⟨

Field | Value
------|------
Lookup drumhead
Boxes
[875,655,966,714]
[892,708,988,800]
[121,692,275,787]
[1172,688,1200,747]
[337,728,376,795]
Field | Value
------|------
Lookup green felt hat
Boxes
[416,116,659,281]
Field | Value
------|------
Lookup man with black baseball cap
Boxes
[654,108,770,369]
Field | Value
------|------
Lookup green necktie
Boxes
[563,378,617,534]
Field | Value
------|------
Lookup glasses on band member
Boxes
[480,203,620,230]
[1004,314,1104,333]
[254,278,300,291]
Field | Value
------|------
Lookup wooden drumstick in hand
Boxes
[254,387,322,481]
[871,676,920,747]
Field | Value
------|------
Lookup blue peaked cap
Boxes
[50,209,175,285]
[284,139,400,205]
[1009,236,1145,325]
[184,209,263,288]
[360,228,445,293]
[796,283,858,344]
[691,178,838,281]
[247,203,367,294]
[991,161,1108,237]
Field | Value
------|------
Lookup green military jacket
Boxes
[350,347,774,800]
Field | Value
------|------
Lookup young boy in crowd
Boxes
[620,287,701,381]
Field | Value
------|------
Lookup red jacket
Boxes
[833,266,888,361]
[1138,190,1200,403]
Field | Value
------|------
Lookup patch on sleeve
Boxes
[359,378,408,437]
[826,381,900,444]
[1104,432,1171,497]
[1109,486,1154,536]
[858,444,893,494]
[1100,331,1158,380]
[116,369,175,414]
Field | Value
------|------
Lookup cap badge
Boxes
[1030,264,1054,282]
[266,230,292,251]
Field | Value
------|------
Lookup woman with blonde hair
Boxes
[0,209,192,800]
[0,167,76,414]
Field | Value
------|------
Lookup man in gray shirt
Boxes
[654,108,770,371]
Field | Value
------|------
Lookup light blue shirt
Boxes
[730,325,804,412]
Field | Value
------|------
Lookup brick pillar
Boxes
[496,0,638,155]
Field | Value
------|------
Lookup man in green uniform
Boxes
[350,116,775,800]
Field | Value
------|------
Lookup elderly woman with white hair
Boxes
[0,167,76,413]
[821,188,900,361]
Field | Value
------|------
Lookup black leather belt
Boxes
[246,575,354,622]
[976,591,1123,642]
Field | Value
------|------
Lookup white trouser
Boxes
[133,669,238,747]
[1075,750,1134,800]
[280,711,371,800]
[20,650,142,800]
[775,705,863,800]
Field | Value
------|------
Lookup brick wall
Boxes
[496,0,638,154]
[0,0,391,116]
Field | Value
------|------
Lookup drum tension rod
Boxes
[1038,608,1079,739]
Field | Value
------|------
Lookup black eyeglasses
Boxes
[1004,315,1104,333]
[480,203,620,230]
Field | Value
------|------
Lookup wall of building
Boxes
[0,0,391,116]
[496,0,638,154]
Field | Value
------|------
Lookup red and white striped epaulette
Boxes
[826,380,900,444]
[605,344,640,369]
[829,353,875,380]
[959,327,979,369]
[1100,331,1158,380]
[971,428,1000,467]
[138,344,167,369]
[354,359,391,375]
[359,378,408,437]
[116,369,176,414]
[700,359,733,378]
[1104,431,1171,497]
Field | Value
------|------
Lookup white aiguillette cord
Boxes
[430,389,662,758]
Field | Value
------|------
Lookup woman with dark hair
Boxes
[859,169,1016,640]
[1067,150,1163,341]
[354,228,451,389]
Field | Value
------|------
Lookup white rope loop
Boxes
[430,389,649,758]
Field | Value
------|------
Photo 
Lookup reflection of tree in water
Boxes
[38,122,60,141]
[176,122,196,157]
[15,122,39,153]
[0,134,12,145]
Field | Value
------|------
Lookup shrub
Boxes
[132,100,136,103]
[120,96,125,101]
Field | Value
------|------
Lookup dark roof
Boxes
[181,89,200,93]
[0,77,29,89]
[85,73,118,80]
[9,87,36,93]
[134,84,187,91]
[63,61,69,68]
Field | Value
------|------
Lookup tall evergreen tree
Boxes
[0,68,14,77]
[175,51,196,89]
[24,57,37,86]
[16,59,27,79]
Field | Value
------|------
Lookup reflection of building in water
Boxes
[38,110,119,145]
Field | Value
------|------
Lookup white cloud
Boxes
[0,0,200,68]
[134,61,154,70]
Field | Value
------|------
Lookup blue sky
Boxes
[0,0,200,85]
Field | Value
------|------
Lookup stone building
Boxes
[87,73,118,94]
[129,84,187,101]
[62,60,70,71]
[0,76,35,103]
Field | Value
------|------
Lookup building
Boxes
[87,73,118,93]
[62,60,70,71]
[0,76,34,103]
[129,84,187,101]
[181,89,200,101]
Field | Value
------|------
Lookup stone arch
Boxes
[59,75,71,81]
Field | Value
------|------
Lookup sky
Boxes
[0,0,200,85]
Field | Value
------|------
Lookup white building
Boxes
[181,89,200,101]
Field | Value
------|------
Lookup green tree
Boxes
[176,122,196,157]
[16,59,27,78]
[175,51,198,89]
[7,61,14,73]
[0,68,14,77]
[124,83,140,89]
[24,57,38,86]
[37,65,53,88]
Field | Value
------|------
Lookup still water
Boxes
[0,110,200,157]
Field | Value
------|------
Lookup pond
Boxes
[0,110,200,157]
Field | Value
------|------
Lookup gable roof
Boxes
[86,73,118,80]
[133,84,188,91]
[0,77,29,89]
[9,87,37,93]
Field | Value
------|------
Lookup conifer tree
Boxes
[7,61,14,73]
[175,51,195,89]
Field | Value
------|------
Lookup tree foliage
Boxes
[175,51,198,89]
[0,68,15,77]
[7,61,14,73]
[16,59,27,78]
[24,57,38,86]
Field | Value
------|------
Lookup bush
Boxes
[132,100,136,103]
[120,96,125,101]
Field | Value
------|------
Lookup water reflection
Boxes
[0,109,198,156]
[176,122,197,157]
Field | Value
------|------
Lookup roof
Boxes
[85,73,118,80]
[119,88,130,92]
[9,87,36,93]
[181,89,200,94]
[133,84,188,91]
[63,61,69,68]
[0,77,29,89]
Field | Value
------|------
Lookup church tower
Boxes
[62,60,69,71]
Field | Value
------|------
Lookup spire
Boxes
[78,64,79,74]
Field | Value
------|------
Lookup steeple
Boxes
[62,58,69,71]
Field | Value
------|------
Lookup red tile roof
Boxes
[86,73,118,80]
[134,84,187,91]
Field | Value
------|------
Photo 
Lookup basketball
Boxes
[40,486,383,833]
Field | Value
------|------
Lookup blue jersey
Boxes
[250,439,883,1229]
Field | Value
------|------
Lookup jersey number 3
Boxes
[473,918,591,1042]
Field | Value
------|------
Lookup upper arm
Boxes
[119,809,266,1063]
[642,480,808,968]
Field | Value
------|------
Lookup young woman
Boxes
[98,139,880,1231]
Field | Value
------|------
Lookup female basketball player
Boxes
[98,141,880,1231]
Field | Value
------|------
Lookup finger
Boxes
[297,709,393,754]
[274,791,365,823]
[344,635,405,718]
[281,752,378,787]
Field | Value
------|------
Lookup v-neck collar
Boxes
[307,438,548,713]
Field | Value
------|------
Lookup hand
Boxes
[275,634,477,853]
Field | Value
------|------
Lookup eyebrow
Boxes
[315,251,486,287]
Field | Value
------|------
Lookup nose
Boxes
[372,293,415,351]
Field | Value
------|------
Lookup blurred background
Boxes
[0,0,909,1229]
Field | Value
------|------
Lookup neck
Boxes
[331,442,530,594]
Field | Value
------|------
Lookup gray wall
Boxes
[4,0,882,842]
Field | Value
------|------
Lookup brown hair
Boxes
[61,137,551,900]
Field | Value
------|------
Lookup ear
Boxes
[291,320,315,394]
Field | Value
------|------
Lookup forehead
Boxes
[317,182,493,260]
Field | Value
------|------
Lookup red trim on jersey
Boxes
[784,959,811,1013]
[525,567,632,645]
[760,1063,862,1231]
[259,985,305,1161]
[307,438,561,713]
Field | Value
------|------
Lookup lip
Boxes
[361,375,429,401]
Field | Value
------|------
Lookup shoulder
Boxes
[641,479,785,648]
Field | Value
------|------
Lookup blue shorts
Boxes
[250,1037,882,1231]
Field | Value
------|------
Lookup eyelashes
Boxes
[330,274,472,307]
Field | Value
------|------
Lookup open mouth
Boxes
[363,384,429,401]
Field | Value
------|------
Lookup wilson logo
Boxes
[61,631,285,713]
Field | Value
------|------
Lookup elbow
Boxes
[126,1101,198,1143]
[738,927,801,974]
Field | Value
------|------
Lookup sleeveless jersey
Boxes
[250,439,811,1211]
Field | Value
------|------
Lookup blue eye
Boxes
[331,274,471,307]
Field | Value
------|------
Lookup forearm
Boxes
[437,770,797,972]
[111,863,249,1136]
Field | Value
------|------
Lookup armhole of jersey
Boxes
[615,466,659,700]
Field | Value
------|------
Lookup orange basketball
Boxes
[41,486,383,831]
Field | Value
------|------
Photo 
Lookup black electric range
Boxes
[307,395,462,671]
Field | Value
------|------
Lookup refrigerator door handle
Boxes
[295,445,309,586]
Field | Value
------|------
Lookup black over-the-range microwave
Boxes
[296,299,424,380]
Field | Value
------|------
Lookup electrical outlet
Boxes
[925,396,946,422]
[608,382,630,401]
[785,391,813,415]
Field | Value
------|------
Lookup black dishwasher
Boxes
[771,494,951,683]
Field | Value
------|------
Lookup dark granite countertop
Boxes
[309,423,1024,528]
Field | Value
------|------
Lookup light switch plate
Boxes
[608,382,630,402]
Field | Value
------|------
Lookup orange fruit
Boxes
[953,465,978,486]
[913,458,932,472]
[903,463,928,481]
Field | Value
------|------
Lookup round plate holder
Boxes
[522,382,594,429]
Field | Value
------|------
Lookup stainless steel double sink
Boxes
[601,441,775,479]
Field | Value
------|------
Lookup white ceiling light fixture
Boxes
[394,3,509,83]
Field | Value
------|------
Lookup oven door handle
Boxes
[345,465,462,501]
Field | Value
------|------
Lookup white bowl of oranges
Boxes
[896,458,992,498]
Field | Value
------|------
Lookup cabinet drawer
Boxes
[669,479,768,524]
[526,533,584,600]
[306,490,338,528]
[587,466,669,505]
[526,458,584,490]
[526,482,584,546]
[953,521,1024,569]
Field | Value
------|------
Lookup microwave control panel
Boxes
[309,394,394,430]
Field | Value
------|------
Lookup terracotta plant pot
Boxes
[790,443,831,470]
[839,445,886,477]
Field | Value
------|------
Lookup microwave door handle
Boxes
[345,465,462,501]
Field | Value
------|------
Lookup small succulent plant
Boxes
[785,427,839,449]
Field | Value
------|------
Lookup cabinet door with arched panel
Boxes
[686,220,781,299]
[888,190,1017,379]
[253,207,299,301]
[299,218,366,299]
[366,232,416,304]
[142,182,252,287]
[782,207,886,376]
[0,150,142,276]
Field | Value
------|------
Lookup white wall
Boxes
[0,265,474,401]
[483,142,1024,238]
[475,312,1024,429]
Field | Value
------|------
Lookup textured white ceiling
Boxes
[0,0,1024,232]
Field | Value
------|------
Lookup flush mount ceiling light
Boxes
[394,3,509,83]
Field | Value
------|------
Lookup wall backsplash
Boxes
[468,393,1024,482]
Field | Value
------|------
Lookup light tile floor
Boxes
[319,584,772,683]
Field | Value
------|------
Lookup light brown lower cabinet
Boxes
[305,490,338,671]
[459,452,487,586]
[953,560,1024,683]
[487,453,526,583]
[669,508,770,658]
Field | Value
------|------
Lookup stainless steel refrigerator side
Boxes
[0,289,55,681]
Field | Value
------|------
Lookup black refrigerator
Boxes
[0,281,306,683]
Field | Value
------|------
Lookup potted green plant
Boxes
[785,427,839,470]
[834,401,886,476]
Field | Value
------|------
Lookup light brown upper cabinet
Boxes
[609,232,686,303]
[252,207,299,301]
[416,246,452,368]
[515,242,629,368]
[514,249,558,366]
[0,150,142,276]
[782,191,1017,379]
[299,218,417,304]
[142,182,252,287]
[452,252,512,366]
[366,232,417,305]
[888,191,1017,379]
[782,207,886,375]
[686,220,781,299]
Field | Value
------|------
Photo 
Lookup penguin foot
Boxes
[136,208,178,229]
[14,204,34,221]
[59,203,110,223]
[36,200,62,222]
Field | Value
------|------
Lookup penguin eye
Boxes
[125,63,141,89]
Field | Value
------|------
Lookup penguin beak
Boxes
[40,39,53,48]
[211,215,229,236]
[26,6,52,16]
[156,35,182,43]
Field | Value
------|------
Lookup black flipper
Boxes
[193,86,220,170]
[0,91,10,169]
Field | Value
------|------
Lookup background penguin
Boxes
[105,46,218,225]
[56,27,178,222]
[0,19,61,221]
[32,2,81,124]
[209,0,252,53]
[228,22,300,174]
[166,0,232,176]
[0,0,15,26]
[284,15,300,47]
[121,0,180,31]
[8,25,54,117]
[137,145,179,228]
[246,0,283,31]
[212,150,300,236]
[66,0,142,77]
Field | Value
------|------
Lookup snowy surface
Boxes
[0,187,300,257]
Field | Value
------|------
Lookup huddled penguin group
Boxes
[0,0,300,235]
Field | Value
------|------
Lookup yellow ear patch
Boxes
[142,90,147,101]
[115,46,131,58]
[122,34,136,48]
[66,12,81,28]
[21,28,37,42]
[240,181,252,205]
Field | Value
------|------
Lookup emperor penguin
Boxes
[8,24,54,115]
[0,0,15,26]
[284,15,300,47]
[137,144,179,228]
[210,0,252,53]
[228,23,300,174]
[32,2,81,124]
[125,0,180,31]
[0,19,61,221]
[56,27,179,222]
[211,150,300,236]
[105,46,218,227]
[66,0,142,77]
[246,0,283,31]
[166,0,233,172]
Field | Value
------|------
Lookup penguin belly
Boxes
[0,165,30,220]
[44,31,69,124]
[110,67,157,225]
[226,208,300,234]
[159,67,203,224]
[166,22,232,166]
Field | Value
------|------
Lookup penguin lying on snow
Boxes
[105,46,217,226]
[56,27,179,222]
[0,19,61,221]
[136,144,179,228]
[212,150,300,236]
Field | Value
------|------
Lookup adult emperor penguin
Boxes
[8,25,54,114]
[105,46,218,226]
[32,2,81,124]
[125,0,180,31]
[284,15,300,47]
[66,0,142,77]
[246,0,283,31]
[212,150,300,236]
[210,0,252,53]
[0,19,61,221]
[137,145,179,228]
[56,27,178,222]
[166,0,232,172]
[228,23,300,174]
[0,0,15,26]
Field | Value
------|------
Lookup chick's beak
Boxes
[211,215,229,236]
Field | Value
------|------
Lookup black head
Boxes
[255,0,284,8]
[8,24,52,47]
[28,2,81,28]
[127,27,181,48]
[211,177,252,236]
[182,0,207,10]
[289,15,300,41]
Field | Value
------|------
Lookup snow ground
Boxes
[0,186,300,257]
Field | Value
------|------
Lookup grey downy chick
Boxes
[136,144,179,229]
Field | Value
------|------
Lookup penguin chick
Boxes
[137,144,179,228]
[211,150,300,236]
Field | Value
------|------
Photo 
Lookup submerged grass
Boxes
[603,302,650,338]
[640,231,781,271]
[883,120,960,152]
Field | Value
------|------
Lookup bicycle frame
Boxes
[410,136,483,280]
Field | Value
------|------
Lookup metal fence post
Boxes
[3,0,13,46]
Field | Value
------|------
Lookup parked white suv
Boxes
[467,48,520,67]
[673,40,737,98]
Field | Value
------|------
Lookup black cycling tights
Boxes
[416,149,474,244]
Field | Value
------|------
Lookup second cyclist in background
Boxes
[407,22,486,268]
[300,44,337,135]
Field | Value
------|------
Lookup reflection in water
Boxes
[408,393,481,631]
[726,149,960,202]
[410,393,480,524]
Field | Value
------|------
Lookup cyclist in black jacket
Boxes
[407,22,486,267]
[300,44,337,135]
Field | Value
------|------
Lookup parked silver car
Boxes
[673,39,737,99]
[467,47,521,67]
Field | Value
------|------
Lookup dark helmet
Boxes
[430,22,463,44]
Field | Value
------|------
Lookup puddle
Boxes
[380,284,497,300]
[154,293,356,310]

⟩

__Task description__. Show each line in the rows above that contains the string "steel".

__Task response__.
Lookup stainless steel double sink
Lookup stainless steel refrigerator side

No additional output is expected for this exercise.